Farming must focus on sustainable rural communities, the environment and the human spirit if a growing trend of suicide among young rural men is to be tackled, a seminar heard yesterday.
Fr Harry Bohan was addressing a seminar organised by the farm advisory body Teagasc in Athenry, Co Galway, on rural suicide, which was part of the 24th biennial congress of the International Association for Suicide Prevention, which opened yesterday in Killarney.
The sociologist and author from Co Clare said the dramatic changes in the Irish rural landscape and farming were affecting society as a whole.
Gone were the days of communal activities such as "saving the hay" and spending days in the bog, and instead farmers had become isolated in a short space of time, Fr Bohan said. Mass production of crops with a high level of pesticides had solved the problem of food production but at enormous social and biological cost, he said.
"I think the farming of the future and the strengthening of the rural landscape will have to more scientific, but the science will have to be applied in a more ethical and sustainable way . . . sustainable of rural community, the environment and human spirit," he told the seminar.
He pointed to four reasons why "industrial agriculture" must change - the growing threat of disease such as cancer, the scarcity of resources such as oil and gas, the growing scarcity of water and the impact of cutting people off from nature.
The rise in rural suicides had coincided with a period of unprecedented transformation. The biggest cultural change that had taken place was "attitudes and meaning to life", he believed.

→ **PROBLEM DETAILS**: Carry on the news report on rural suicide and farming from the point where it stops.

→ **SUPPLIED INFORMATION**:
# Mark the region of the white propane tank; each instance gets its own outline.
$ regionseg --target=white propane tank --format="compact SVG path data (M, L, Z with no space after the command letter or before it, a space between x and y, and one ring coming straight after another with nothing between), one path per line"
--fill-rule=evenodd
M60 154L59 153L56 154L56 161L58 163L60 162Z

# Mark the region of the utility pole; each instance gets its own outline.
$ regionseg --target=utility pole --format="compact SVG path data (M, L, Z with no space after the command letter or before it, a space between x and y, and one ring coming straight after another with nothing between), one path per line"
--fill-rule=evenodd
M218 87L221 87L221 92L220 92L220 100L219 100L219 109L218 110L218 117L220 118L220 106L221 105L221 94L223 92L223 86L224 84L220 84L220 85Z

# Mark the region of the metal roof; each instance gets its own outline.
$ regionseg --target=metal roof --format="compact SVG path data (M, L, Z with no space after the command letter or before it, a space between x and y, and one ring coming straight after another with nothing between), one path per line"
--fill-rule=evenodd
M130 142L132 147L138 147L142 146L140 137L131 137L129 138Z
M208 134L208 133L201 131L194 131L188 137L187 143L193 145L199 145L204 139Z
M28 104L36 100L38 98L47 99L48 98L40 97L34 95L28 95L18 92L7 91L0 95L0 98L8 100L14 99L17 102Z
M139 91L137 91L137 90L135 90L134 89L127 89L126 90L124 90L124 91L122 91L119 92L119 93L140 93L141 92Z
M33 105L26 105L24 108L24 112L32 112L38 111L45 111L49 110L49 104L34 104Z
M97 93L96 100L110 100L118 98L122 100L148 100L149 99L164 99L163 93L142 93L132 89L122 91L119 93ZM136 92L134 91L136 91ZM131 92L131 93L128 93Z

→ **ANSWER**:
Fr Bohan said excessive regulation of farms, linked with a feeling of loss of control because of policy decisions being taken elsewhere, could be contributing to increased levels of suicide. He also drink was more likely to be a symptom of depression than a cause of suicide.
Teagasc recently announced it is to undertake a three-year study into rural male suicides because of growing concern at the increasing numbers.
The organisation has said there would appear to be a very high level of suicide in rural areas, not only by young men but by middle-aged men also.
The study will also attempt to establish the levels of rural suicide in males as there is currently no breakdown between rural and other areas.
Dr Anne Cleary of UCD, who is supervising the project, said rural suicide was a well-established international pattern that was related to social change.
She pointed to research which showed that young farmers had a sense of failed identity because they felt less well off economically and socially than those who had left the land. While previously they used to be their own bosses, surveys showed they were now seen as lonely and marginalised.
Dr Cleary said that Mediterranean countries with a slower pace of life - where having a siesta or sharing a glass of wine with a neighbour was the norm - had fewer suicides.
Other speakers at the seminar, which was attended by 45 people including those who had lost members of their family to suicide, stressed that farmers now had very little time for socialising.